Monday, May 4, 2015

Musings From Another Mother: Jen.

So, once a month, I've been making an effort to share musings from other mothers who inspire me.

January: Janelle 
February: Ashton 
March: Andrea

This month, my favorite month of the year, I'm sharing musings from my FAVORITE friend in the world, Jen.

Jen and I met in a pilates class at the University of Oklahoma. Little did we know, we were in the same pledge class, and were also both Pi Phis. Our friendship, I'm certain, would've flourished regardless. We both sneaked in our puppies at the sorority house! We enjoyed everything from getting snowed in at Campus Lodge and making cookies, going to concerts ((including my first DMB concert ever!)), to eating pizza while watching Joni + Carole documentaries ((or something like that?)), and talking about the world from one of our cozy little abodes. I could always count on Jen to be there for me! And still can!

Whatever our souls are made of, ours are the same. We see the world with similar rose-tinted glasses. And we were fortunate enough to be pregnant at the same time. Our babies are only 3 weeks apart! I knew I wanted to share Jen's thoughts on feminism//spirituality//motherhood, and was so honored she opened up on my little corner of the internet. Thank you, Jen. I love you so much!



What's your definition of a "feminist"?
To me it’s a voice, an example, of how I want women to be viewed and accepted, and the world I want for my child. It’s coloring outside the lines and feeling free to be independent in thought, speech, career and opinion. Before I had my son it was about, me as a woman, and the equality I wanted for us in society. After having my son (although that is still important to me), it’s changed, to the world I want for him and for his children.

Do you consider yourself a feminist?
Yes! I take pride in being a woman and supporting other women. My mom taught me from a young age that women can be educated, fierce and full of love. While I take pride in being a feminist and a strong female, I want my son to know that gender has no indication or control of boundaries or stereotypes set by society. I want him to be whoever he wants, regardless of any type of gender that has been tied to it.

Do you feel closer to whatever you call the Higher Power since a having a "feminist awakening"? Further from?
Ambivalent? Do you think feminism and spirituality are related, or have nothing to do with one another?
Everything to me is related to spirituality. From each breath I take while sitting at work, to how I respond to my husband and son; spirituality is at my core, or so I try for it be.  Being spiritual helps me feel more emotionally intelligent and have a stronger sense of self-awareness. So yes, I think feminism and spirituality are tied to one another. Without being self-aware and spiritual I wouldn’t be as in-tune with the things that are an emphasis in my life.

What do you do and what encouraged you to get into your line of work?
I’m an analyst in the oil and gas industry. The company and attractive benefits lured me in shortly after college, and it’s been home ever since. I like showing my son that women can hustle in the workplace and be assertive and driven with diplomacy and grace.

▶ _TASKS AND EXERCISES_:
1. In the interview with Jen, where did she and the blogger first meet?
2. Please reproduce part of the interview with Jen, starting at the words "What do you" and stopping after "diplomacy and grace.".
3. Carry on the interview with Jen after its final sentence.
The data placed after this interview plays no role here.

▶ _DATA SEGMENT_:
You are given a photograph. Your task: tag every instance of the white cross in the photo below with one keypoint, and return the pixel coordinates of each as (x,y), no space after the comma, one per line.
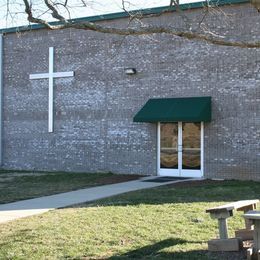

▶ _RESPONSES FOR EACH TASK_:
1. They met in a pilates class at the University of Oklahoma.

2.
What do you do and what encouraged you to get into your line of work?
I’m an analyst in the oil and gas industry. The company and attractive benefits lured me in shortly after college, and it’s been home ever since. I like showing my son that women can hustle in the workplace and be assertive and driven with diplomacy and grace.

3.
What spiritual practices//habits//routines do you incorporate into your life? How do you bring spirituality to your family life?
I try to have some quiet time daily, whether it’s on my way to work, the first few minutes of my day in the office, or while running or taking a bubble bath.
In terms of my family life, I try to pray each night with Jude before bed. I start by telling him it’s time for prayer and tell him how loved, smart and kind he is. We end with saying, “thank you Jesus” and then I plop him in bed. My husband, son and I TRY to get to church on Sundays because we enjoy it as a family, but don’t make it as often as we would like. Going reaffirms to us the stresses of everyday life that need to be left on the sidelines so that we can refocus our thoughts and energy on what’s important - loving each other and imitating our Creator. Crossings Community Church does an excellent job of teaching grace, love, acceptance and mercy. Things I want to be at the forefront of my family’s heart and mind.

Do you want your children to have the same religious experience that you did as a child?
Honestly, not at all. I grew up with divorced parents and my Dad was very strict religiously. It made me uncomfortable and gave me an unfortunate image of what Church and faith really are. I do appreciate his diligence to teaching me how important a relationship is with Jesus. That’s still with me today and something I’m very appreciative for.

I want my children to grow up knowing they have the freedom to choose what spirituality means to them; how it can make them a better person and contribution to society. To feel free from any type of judgement or discernment. To me it stems from feeling full of love on the inside and spreading that love to others through words and action on the outside. That’s simplistic, but the best way I can think to summarize it.

What is the difference between religion and spirituality?
Off the top of my head, religion is something you read in a book, and spirituality is something you feel. Religion defines one person from another, whereas spirituality is a common thread that brings us together. All Buddhists, Islams, Latter Day Saints and Christians alike, believe in love for one another.

What do you think happens when we die?
I believe our souls live on. When I look up at the sky on a pretty day I think of loved ones I’ve lost and know they’re looking down on us. I’m a strong believer in angels. I know of times when they’ve been sent to me. What the afterlife looks like, I couldn’t say, but I have complete faith in it.

How do you talk to your kids about the big questions?
My son is almost 2, so he hasn’t asked any big questions yet. I’m interested and intrigued to hear how other Mamas respond though!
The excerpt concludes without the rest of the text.